-- Data for review follows --

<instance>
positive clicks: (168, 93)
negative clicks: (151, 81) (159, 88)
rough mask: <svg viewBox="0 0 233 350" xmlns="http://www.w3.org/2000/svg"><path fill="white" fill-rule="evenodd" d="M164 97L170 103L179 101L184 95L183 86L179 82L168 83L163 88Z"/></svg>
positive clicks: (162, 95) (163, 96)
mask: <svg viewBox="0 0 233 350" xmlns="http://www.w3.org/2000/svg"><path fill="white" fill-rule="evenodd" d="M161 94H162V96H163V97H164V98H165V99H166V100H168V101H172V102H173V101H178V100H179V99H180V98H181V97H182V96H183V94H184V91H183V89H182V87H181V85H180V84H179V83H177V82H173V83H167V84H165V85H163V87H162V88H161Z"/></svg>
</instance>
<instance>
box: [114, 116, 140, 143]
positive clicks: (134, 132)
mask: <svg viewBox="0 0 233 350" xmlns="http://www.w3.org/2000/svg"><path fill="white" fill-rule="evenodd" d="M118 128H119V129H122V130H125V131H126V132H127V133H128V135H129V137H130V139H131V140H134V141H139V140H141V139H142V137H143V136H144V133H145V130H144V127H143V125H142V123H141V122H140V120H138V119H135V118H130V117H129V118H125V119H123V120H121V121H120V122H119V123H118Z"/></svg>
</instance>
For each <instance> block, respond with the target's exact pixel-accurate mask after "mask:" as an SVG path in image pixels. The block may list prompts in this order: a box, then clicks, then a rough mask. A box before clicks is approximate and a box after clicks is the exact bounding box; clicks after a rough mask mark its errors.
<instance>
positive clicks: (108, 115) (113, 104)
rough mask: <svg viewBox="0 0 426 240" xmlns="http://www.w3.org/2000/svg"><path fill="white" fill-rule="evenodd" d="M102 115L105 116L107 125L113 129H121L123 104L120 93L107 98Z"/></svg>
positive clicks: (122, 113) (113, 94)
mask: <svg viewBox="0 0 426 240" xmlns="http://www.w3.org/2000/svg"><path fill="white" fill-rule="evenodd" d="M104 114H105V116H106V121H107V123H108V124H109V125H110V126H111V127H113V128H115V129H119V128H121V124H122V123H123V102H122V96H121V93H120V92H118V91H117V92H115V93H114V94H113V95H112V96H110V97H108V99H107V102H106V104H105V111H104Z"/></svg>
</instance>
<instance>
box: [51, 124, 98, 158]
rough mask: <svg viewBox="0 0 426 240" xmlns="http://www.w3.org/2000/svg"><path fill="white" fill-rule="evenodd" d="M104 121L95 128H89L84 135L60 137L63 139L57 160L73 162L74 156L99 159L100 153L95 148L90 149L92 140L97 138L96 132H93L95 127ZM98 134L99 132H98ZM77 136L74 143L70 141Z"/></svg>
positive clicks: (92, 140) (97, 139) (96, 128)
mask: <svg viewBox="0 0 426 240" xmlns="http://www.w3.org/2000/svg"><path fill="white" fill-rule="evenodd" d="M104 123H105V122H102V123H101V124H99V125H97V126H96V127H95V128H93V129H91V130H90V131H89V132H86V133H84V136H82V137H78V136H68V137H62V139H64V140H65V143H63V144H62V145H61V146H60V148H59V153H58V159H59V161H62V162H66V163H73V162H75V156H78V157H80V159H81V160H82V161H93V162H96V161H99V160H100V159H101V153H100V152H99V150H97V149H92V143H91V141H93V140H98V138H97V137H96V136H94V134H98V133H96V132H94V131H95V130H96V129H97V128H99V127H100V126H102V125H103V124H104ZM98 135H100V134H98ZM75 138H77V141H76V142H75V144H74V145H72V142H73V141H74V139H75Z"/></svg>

-- Data for review concluded --

◆ **Exercise aim**: Rewrite all the rows above, changing every "rough mask" to "coarse mask" and leaving everything else as it is.

◆ **Your response**:
<instance>
positive clicks: (168, 93)
negative clicks: (151, 81) (159, 88)
coarse mask: <svg viewBox="0 0 233 350" xmlns="http://www.w3.org/2000/svg"><path fill="white" fill-rule="evenodd" d="M164 97L170 103L179 101L184 95L183 86L179 82L168 83L163 88Z"/></svg>
positive clicks: (162, 95) (163, 96)
mask: <svg viewBox="0 0 233 350" xmlns="http://www.w3.org/2000/svg"><path fill="white" fill-rule="evenodd" d="M161 94H162V96H163V97H164V98H165V99H166V100H168V101H172V102H173V101H178V100H179V99H180V98H181V97H182V96H183V94H184V91H183V89H182V87H181V85H180V84H179V83H177V82H173V83H167V84H165V85H163V87H162V88H161Z"/></svg>
</instance>
<instance>
box: [114, 116, 140, 143]
positive clicks: (134, 132)
mask: <svg viewBox="0 0 233 350" xmlns="http://www.w3.org/2000/svg"><path fill="white" fill-rule="evenodd" d="M118 128H119V129H122V130H125V131H126V132H127V133H128V135H129V137H130V139H131V140H134V141H139V140H141V139H142V137H143V136H144V133H145V130H144V127H143V125H142V123H141V122H140V120H138V119H135V118H130V117H129V118H125V119H123V120H121V121H120V122H119V123H118Z"/></svg>
</instance>
For each <instance> block, respond with the target's exact pixel-accurate mask after "mask:" as an SVG path in image pixels. The block may list prompts in this order: a box, then clicks, then a coarse mask. A box before clicks is approximate and a box after clicks is the exact bounding box; clicks after a coarse mask mark its errors.
<instance>
positive clicks: (108, 115) (113, 104)
coarse mask: <svg viewBox="0 0 426 240" xmlns="http://www.w3.org/2000/svg"><path fill="white" fill-rule="evenodd" d="M102 115L105 116L107 125L113 129H121L123 104L120 93L107 98Z"/></svg>
positive clicks: (122, 113) (113, 94)
mask: <svg viewBox="0 0 426 240" xmlns="http://www.w3.org/2000/svg"><path fill="white" fill-rule="evenodd" d="M104 114H105V116H106V121H107V123H108V124H109V125H110V126H111V127H113V128H115V129H119V128H121V124H122V123H123V102H122V96H121V93H120V92H118V91H117V92H115V93H114V94H113V95H112V96H110V97H108V99H107V102H106V104H105V111H104Z"/></svg>
</instance>
<instance>
box: [51, 124, 98, 158]
coarse mask: <svg viewBox="0 0 426 240" xmlns="http://www.w3.org/2000/svg"><path fill="white" fill-rule="evenodd" d="M104 121L95 128H89L84 135L60 137L63 139L57 160L73 162L74 156L99 159L100 153L95 148L90 149L92 140L97 138L96 132H93L95 127ZM98 134L99 132H98ZM77 136L74 143L70 141Z"/></svg>
positive clicks: (92, 140) (97, 139) (96, 128)
mask: <svg viewBox="0 0 426 240" xmlns="http://www.w3.org/2000/svg"><path fill="white" fill-rule="evenodd" d="M104 123H105V122H102V123H101V124H99V125H97V126H96V127H95V128H93V129H91V130H90V131H89V132H86V133H84V136H82V137H78V136H68V137H62V139H64V140H65V143H63V144H62V145H61V146H60V148H59V153H58V159H59V161H62V162H66V163H73V162H75V156H78V157H80V159H81V160H82V161H93V162H96V161H99V160H100V159H101V153H100V152H99V150H97V149H92V143H91V141H93V140H98V138H97V137H96V136H94V134H98V133H96V132H94V131H95V130H96V129H97V128H99V127H100V126H102V125H103V124H104ZM98 135H100V134H98ZM75 138H77V141H76V142H75V144H74V145H72V142H73V141H74V139H75Z"/></svg>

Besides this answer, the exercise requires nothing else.